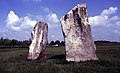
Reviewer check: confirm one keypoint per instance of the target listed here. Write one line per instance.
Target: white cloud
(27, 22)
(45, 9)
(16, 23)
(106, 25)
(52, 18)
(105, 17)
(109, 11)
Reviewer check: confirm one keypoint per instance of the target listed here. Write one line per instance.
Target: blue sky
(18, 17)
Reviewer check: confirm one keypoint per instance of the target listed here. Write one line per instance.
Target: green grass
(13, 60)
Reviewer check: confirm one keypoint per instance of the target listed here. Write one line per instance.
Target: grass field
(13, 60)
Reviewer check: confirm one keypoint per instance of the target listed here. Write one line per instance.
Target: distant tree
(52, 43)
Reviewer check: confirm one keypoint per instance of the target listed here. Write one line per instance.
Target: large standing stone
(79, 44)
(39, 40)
########
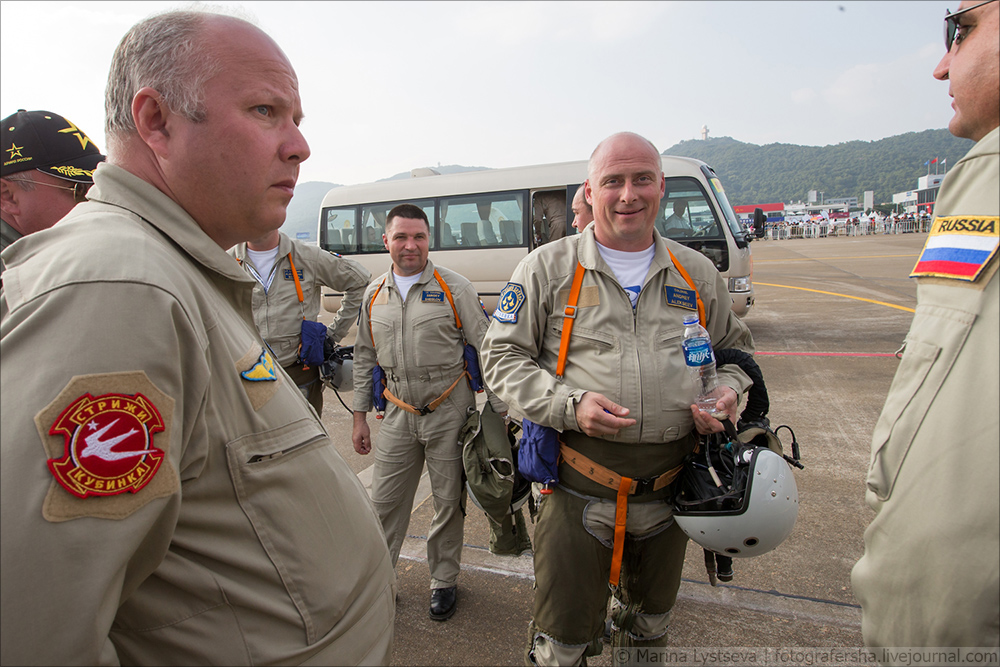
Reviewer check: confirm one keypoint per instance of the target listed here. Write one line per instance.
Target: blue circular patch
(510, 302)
########
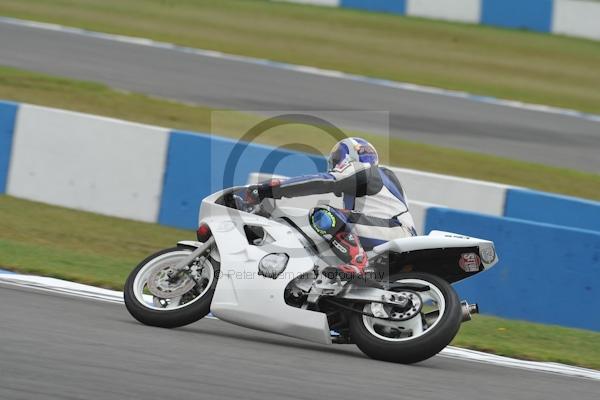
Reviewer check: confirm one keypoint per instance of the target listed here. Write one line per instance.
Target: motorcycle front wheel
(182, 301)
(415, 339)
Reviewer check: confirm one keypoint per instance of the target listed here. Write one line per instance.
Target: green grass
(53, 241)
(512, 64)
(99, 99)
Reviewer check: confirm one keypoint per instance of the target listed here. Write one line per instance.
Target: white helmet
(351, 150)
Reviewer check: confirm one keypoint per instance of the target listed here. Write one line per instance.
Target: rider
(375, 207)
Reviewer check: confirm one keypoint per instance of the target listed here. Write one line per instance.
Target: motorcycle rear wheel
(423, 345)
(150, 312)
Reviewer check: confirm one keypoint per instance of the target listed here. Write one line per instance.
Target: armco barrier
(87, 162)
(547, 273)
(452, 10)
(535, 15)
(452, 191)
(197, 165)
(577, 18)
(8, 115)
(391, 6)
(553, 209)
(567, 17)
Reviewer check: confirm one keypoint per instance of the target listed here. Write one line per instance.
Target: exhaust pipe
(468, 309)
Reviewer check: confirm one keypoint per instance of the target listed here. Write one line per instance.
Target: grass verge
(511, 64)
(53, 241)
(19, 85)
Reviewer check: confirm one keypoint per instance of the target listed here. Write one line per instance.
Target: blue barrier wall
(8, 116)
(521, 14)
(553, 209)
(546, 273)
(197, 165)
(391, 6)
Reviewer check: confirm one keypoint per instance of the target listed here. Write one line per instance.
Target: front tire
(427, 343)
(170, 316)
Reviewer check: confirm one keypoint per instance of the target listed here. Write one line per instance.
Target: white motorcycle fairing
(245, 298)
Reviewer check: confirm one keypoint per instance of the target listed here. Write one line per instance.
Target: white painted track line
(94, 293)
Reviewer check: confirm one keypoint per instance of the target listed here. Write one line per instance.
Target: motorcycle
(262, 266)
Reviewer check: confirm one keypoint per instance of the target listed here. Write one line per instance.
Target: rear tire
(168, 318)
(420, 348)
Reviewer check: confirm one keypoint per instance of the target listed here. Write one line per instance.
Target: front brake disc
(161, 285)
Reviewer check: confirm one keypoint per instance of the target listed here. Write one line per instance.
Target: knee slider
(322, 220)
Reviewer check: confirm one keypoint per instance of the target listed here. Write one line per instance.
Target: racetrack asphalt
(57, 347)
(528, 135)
########
*Stated goal:*
From the records above, pull out every line that contains the string "barrier" and copy each one in full.

*Problem solution:*
Target: armco barrier
Target: blue barrier wall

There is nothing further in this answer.